** Required work **
Retype every one of the records that follow, with each line kept identical to the original.

** Records from a point-labeling set **
>> BEGIN
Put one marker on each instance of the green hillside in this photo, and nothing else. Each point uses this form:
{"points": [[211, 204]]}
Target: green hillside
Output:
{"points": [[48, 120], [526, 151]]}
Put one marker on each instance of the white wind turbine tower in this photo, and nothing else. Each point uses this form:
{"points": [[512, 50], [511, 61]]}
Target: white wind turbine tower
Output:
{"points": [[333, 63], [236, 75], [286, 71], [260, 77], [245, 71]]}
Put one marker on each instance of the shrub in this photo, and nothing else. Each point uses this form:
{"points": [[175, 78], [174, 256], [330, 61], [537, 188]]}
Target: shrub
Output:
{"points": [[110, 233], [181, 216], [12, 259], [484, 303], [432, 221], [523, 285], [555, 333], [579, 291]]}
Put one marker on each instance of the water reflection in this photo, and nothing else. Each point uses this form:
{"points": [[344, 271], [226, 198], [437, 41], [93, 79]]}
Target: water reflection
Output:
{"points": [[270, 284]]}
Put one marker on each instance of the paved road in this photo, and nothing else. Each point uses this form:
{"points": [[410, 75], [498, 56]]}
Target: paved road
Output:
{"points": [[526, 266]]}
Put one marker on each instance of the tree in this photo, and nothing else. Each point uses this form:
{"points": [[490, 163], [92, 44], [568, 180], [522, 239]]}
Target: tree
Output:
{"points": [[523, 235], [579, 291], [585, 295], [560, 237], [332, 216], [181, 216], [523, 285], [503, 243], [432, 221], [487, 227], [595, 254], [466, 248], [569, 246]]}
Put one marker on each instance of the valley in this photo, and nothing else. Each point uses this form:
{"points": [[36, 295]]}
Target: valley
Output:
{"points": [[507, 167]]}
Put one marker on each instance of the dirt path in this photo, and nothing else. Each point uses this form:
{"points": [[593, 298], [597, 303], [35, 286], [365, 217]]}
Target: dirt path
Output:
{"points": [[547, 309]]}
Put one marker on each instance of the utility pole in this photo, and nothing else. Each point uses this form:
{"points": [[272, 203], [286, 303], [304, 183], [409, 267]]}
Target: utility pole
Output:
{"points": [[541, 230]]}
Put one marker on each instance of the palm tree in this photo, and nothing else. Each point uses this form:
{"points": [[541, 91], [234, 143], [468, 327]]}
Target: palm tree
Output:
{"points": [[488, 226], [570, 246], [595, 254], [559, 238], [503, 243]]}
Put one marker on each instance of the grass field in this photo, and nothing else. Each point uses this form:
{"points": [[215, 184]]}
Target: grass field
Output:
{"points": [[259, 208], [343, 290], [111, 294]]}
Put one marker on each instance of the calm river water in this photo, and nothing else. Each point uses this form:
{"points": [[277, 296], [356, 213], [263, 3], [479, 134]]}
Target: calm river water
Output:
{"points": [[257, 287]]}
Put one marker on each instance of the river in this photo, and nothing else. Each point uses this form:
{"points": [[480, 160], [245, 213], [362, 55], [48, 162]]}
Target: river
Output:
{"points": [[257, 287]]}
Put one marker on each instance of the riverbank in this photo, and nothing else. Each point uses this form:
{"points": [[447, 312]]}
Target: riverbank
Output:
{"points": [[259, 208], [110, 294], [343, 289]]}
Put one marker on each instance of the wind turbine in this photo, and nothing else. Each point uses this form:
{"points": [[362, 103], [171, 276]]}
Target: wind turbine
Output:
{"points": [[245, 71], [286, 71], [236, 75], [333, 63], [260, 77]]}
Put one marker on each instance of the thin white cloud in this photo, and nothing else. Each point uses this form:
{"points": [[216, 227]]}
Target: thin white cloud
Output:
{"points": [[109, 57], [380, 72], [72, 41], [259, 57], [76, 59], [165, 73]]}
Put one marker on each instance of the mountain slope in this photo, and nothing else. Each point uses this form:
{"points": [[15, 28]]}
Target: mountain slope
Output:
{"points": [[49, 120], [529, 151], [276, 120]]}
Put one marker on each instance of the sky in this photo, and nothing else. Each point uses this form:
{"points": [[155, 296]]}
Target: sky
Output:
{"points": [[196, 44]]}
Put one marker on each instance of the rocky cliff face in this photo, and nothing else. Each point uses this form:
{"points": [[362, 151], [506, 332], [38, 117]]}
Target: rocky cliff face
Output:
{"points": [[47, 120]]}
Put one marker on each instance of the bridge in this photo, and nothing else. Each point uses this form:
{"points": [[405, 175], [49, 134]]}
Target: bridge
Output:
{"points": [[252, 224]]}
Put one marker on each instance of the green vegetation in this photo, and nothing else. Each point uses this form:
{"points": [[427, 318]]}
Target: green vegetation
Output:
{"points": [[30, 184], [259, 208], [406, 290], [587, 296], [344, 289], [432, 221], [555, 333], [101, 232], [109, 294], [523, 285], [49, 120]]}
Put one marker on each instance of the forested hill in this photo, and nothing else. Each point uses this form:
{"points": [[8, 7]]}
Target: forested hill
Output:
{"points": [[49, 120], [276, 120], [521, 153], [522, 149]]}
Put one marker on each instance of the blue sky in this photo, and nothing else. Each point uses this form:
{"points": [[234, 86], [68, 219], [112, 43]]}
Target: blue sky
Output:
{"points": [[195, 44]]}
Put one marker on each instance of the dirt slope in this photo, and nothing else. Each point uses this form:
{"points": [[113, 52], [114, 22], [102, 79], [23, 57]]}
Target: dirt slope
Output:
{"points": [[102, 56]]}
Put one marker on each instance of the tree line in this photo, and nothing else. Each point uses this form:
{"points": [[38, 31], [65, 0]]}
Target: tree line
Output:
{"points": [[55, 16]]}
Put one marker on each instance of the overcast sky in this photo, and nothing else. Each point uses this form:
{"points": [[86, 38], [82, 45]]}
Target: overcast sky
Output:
>> END
** Answer for the task **
Put one marker on each instance of the green hillside in this photo, and nothing else. Each point uses this form:
{"points": [[211, 204]]}
Target: green hillside
Output:
{"points": [[48, 120], [526, 151]]}
Put one marker on each instance of the white wind turbine tower in this photo, and nothing else. Each point uses this form:
{"points": [[512, 50], [511, 61]]}
Target: white wind turbine tower
Output:
{"points": [[333, 63], [236, 75], [286, 71], [260, 77], [245, 71]]}
Put one marker on each instance of the shrub in this photo, and nothing else. Each point uses this form:
{"points": [[175, 78], [174, 256], [330, 61], [537, 188]]}
Target: shrub
Output:
{"points": [[110, 233], [181, 216], [12, 259], [484, 303], [432, 221], [523, 285], [555, 333], [579, 291]]}
Put one marker on each instance of the water reflection in this photo, and nothing else. Each point uses this form:
{"points": [[344, 271], [226, 198], [437, 41], [93, 79]]}
Target: water reflection
Output:
{"points": [[270, 284]]}
Put one marker on each instance of the paved road in this photo, and nothing else. Each point uses this form:
{"points": [[410, 75], [498, 56]]}
Target: paved road
Output:
{"points": [[526, 266]]}
Put one marker on each instance of the tree in this photo, and nothing else. Each point uses this form:
{"points": [[490, 163], [92, 44], [568, 180], [522, 239]]}
Target: tree
Output:
{"points": [[523, 235], [579, 291], [585, 295], [560, 237], [332, 216], [181, 216], [523, 285], [503, 243], [432, 221], [487, 227], [595, 254], [466, 248], [569, 246]]}
Put one marker on each instance of the valley in this photo, and nothing else. Each point uses this form:
{"points": [[36, 295]]}
Target: valley
Output:
{"points": [[507, 167]]}
Put one marker on each instance of the dirt path in this photo, and nothing else. Each point uses this form:
{"points": [[593, 298], [597, 303], [35, 286], [365, 217]]}
Target: dirt path
Output:
{"points": [[547, 309]]}
Put one marker on each instance of the utility pole in this photo, and nothing else. Each point uses this form:
{"points": [[272, 203], [286, 303], [304, 183], [409, 267]]}
Target: utility pole
Output:
{"points": [[541, 230]]}
Put one marker on each instance of the palm tree in this photo, and nothing else. Each point uses this form:
{"points": [[541, 91], [234, 143], [468, 327]]}
Target: palm tree
Output:
{"points": [[488, 226], [570, 246], [595, 254], [559, 238], [503, 243]]}
Put one marker on each instance of the grass field in this photo, and nothing else. Each point uses this form:
{"points": [[215, 184]]}
Target: grass field
Output:
{"points": [[259, 208], [343, 290], [111, 294]]}
Put one marker on each instance of the calm river water in this photo, and nothing else. Each point uses this form:
{"points": [[277, 296], [356, 213], [263, 3], [479, 134]]}
Target: calm river water
Output:
{"points": [[257, 287]]}
Put one marker on each instance of the river in this photo, and nothing else. Each point uses this form:
{"points": [[480, 160], [245, 213], [362, 55], [48, 162]]}
Target: river
Output:
{"points": [[257, 287]]}
Put one marker on each instance of the riverbank in this photo, and nothing else. Each point uses this form:
{"points": [[447, 312]]}
Target: riverbank
Output:
{"points": [[259, 208], [110, 294], [343, 289]]}
Put one marker on each instance of the wind turbine in this photo, and nothing else. Each point uses this form:
{"points": [[362, 103], [171, 276]]}
Target: wind turbine
Output:
{"points": [[245, 71], [286, 71], [236, 75], [333, 63], [260, 77]]}
Put one marker on each instance of the thin white cloud in this photo, and nothing else. Each point uses this form:
{"points": [[216, 227]]}
Target: thin white cloud
Output:
{"points": [[109, 57], [380, 72], [72, 41], [259, 57], [76, 59], [165, 73]]}
Put one marker on each instance of the mountain slope in this photo, and nothing else. Each point uses this form:
{"points": [[15, 28]]}
Target: mountain slope
Output:
{"points": [[49, 120], [529, 151], [276, 120]]}
Put one marker on each instance of the sky in this photo, and nothing else. Each point uses this form:
{"points": [[155, 296]]}
Target: sky
Output:
{"points": [[196, 44]]}
Put one marker on each instance of the rocky cliff face in this photo, and nothing else. Each point uses this form:
{"points": [[362, 151], [506, 332], [38, 117]]}
Target: rocky cliff face
Output:
{"points": [[47, 120]]}
Put one marker on each instance of the bridge in this photo, and nothing else. Each point uses this form:
{"points": [[405, 175], [49, 134]]}
Target: bridge
Output:
{"points": [[252, 224]]}
Put one marker on each instance of the green vegetation in this photo, and nothing else. Each point uses this form:
{"points": [[427, 318]]}
Target: green vegetation
Output:
{"points": [[30, 184], [259, 208], [406, 290], [587, 296], [344, 289], [432, 221], [555, 333], [101, 232], [109, 294], [523, 285], [49, 120]]}
Put one marker on each instance of the forested hill in this photo, and nothing else. Each point uses this form:
{"points": [[8, 7]]}
Target: forested hill
Output:
{"points": [[49, 120], [276, 120], [521, 153], [522, 149]]}
Put one marker on each instance of the blue sky in this photo, and nothing else. Each point uses this form:
{"points": [[234, 86], [68, 219], [112, 43]]}
Target: blue sky
Output:
{"points": [[195, 44]]}
Put one marker on each instance of the dirt slope in this photo, and nothing else. Each point uses this form:
{"points": [[113, 52], [114, 22], [102, 79], [23, 57]]}
Target: dirt slope
Output:
{"points": [[102, 56]]}
Put one marker on each instance of the tree line in this photo, and nothing else. Each point uses this form:
{"points": [[38, 31], [65, 0]]}
Target: tree line
Output:
{"points": [[55, 16]]}
Put one marker on each instance of the overcast sky in this photo, and nothing else. Each point uses this form:
{"points": [[86, 38], [82, 45]]}
Target: overcast sky
Output:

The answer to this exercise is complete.